> EXERCISE SET
• A. List where each of the three brown bands on the shell sits, according to the passage on the sea snail Alvania euchila.
• B. Extend the description of the sea snail Alvania euchila past its final sentence, keeping the same style.

> PASSAGE SHOWN
───

Species of gastropod

Alvania euchila is a species of sea snail, a marine gastropod mollusk or micromollusk in the Rissoidae family.

==Description==
The shell reaches 2 mm in length.

The shell has a conic-oval shape, not rising in steps. It is somewhat solid, glossy, brilliant, and subopalescent.

Its sculpture features (20 to 30) longitudinal ribs that are narrow, flexuous and about as wide as their intervals. They diminish in number on the upper whorls and die out on the base of the shell. The labial rib is thick and strong. The body whorl has about 14 spiral threads that are slightly broader below than above periphery, where they sometimes evanesce. They are about twice as broad as their interstices. Six of these usually appear on the penultimate whorl, but they become too indeterminate for counting. They are always most distinct in the rib-intervals. On the rib-crests they tend to evanesce. Besides these, the surface is covered with faint longitudinal lines. On the upper whorls fine microscopic spiral lines can sometimes be traced. On the embryonic 1½ whorl, about twelve closely and finely stippled spiral lines are visible.

The shell is yellowish white, opalescent on ribs, with three broad irregular and interrupted bands or series of spots of a clear yellowish brown, darkest near the aperture. The first is below the suture, the second at the periphery, the third on base. The first and second tend to coalesce behind the labial rib, at which point the third series also expands, crossing the rib and staining the aperture's lower outer corner, whose outer edge has a brown tinge.

───

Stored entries

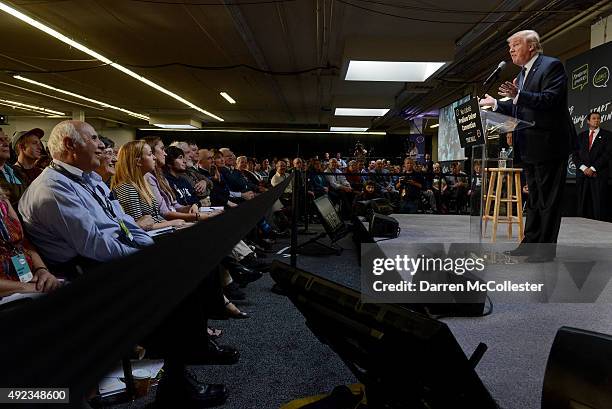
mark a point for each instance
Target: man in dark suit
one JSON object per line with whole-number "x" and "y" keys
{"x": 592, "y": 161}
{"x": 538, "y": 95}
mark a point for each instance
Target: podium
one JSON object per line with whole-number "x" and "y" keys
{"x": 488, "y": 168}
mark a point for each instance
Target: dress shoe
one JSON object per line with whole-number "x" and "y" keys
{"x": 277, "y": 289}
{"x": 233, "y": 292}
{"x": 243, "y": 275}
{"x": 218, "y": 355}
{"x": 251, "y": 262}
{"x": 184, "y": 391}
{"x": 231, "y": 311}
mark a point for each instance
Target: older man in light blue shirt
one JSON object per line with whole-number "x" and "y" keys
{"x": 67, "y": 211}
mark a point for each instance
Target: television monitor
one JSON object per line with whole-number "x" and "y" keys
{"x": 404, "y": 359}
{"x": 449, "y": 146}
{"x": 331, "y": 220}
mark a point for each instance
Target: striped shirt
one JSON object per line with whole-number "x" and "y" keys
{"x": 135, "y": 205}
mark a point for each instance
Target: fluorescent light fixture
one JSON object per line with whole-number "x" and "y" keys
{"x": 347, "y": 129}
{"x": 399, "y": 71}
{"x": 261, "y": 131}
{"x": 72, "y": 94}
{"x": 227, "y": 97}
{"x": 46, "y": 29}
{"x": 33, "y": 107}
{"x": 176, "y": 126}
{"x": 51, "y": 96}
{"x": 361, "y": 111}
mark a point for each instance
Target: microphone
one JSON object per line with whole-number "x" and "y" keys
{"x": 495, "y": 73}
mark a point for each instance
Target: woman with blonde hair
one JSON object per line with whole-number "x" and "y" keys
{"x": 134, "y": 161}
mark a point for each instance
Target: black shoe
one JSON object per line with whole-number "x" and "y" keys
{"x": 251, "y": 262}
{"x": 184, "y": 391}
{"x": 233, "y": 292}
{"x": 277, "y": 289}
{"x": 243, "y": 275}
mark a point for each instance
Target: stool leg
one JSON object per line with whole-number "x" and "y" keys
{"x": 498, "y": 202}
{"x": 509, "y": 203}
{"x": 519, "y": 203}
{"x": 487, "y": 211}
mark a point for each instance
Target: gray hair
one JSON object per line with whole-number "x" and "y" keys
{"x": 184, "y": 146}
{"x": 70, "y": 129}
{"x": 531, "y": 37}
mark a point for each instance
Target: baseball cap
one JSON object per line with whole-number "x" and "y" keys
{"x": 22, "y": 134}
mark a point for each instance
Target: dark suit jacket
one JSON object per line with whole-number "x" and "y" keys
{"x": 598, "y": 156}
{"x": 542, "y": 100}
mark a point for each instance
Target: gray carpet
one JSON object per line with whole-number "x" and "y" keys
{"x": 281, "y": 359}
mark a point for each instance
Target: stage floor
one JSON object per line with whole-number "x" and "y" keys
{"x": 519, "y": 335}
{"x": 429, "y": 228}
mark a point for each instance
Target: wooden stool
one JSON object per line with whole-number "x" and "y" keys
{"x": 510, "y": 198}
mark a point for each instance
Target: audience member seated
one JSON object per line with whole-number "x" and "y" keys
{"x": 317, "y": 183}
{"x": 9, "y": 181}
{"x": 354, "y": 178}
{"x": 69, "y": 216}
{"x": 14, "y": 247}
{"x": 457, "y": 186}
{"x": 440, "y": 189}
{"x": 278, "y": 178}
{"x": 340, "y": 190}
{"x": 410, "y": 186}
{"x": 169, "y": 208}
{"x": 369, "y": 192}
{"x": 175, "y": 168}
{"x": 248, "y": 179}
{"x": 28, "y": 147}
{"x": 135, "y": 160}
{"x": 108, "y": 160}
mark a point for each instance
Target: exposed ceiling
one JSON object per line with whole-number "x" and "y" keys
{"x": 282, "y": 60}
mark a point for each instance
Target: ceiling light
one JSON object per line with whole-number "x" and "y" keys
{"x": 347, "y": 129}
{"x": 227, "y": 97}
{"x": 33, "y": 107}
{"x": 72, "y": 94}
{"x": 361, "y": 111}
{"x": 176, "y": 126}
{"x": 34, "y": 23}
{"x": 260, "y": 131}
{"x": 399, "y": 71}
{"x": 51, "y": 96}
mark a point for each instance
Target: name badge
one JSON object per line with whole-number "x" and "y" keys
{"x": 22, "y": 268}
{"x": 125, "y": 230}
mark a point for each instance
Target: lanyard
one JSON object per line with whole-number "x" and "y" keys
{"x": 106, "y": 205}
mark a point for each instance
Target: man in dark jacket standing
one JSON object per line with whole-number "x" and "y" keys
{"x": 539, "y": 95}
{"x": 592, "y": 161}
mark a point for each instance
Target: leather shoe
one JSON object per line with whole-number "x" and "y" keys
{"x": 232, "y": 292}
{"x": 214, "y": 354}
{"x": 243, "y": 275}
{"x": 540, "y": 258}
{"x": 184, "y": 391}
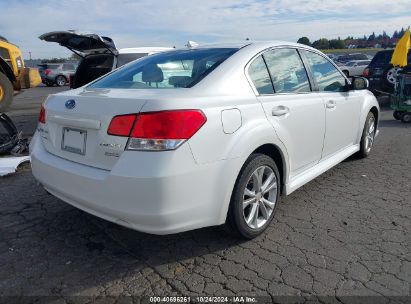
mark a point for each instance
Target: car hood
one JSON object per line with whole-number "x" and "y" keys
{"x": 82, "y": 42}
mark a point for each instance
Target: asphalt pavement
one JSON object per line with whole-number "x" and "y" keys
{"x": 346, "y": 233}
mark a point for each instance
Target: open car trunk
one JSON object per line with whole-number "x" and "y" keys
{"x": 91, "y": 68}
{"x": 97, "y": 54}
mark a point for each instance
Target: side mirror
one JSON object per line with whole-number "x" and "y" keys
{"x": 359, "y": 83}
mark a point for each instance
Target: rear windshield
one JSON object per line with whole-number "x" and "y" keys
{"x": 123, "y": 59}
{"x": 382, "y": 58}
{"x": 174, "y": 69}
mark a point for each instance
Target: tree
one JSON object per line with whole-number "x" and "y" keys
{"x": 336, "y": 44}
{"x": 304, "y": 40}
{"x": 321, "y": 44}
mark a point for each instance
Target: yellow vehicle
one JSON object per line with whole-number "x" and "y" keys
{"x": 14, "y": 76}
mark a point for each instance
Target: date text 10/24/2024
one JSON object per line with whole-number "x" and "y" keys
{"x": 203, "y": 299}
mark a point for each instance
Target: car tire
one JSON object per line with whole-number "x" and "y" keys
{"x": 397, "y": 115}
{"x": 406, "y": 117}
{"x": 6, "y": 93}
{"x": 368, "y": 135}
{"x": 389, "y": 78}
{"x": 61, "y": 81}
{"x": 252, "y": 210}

───

> ANSWERS BY ITEM
• A.
Below the suture
At the periphery
On the base

• B.
The belly is yellow, and the columella and labial rib are white. The tip of the embryonic shell is chestnut brown.

The spire is a short broad cone, terminating in a blunt flattened apex. At its centre the brown tip swells into sight. It contains 4 to 5 whorls, flattened to form a continuous straight, rapidly increasing slope from tip to periphery. The suture is straight, shallow, and narrow and distinct. The aperture is oval, slightly pointed above, contracted on its outer upperside, but expanded on the base. The outer lip is thickened by a heavy white rib, somewhat incurved above, and there beveled from the outside to a sharp edge, while on the base the beveling is from the inside entirely. This labial rib lies back from the edge. Beyond it, the aperture's sharp edge is scored by fine longitudinal lines. The inner lip is barely detached from the columella, so as to leave a slight chink. It is continued thickly across the belly, and meets the outer lip in a rounded and somewhat padded angle.

==Distribution==
This species occurs in the Atlantic Ocean near Madeira.